_EXERCISE BRIEF_
All of the entries are to be restated word for word.

_AVAILABLE DATA_
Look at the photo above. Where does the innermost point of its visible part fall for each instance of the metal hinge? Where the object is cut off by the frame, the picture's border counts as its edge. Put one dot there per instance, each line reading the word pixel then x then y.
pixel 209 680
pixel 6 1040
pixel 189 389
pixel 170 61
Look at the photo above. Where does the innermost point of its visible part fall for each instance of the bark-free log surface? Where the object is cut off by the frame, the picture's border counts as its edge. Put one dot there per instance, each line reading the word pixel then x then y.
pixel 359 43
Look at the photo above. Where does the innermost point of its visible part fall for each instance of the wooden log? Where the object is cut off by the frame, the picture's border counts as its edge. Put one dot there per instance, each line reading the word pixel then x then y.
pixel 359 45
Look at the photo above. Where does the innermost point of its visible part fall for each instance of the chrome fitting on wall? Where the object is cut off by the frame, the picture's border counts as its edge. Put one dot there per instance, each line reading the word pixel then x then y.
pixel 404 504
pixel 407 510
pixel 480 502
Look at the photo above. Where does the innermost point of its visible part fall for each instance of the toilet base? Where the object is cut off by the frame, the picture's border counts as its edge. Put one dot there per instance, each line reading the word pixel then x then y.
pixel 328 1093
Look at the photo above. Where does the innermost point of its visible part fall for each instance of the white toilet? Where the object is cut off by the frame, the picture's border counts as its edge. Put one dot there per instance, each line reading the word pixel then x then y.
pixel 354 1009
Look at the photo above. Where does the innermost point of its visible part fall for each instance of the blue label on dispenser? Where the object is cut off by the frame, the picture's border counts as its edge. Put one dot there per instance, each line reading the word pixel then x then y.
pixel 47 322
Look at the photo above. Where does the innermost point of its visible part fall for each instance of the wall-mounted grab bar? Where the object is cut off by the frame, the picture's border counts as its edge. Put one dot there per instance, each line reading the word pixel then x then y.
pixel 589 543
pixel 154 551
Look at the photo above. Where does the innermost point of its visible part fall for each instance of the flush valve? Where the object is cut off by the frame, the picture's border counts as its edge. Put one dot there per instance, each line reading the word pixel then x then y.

_RESPONSE_
Look at the photo above. Where does the innermost point of its visible part fall for each instance of the metal hinge? Where the object is cut off by the frame, the picture's border counts as its edge. Put one dot there per instance, each line reading the word pixel then x then y.
pixel 209 680
pixel 6 1040
pixel 189 389
pixel 170 61
Look at the photo above. Where does the innermost point of its visible part fall for each instance of the bark-free log surface? Where the object is cut off by the frame, the picture's border counts as its edge. Put one dot there per instance, each line reading the word pixel then x then y.
pixel 359 43
Look at the photo above. Where does the innermost point of its visible part fall for each instance of the wooden log? Where the object is cut off by the frame, the picture's border counts as its edge. Put one dot there per instance, each line reading the word pixel then x then y.
pixel 359 45
Look at the photo above. Where does the innermost point of its visible part fall for each instance of the chrome fitting on wall? Where the object is cut off by the frame, the picture's border counts as its edge. Put one dot there per instance, each line reading the word pixel then x then y.
pixel 404 504
pixel 407 510
pixel 480 502
Look at the photo above. Where does the innermost point of its visible part fall for each instance of the toilet base? Where the object is cut off by the frame, the picture's border counts as its edge. Put one dot there per instance, each line reading the word pixel then x then y.
pixel 328 1093
Look at the photo above. Where does the innermost point of its visible part fall for each instance of the white toilet? Where the object is cut off by the frame, the picture's border counts as its edge. Put one dot there per instance, each line reading the word pixel then x then y.
pixel 354 1009
Look at the photo above. Where does the innermost point of its visible part fall for each instance of the blue label on dispenser? Where the object is cut off by the frame, the picture's border counts as its edge. Put one dot there per instance, each line reading the word pixel then x then y.
pixel 47 322
Look at the photo above. Where does the innermost point of its visible part fall for each instance of the wall-mounted grab bar? Where the object is cut off by the frame, the picture's border counts as its edge. Put one dot there per instance, each line reading the word pixel then x then y.
pixel 589 543
pixel 154 551
Look at the photo above. Where does the innermost point of its visible part fall for each instance of the flush valve? Where the object is cut off by the frame, the picture's border counts as its edge. Put one dot there per instance, each line reading the word pixel then x then y.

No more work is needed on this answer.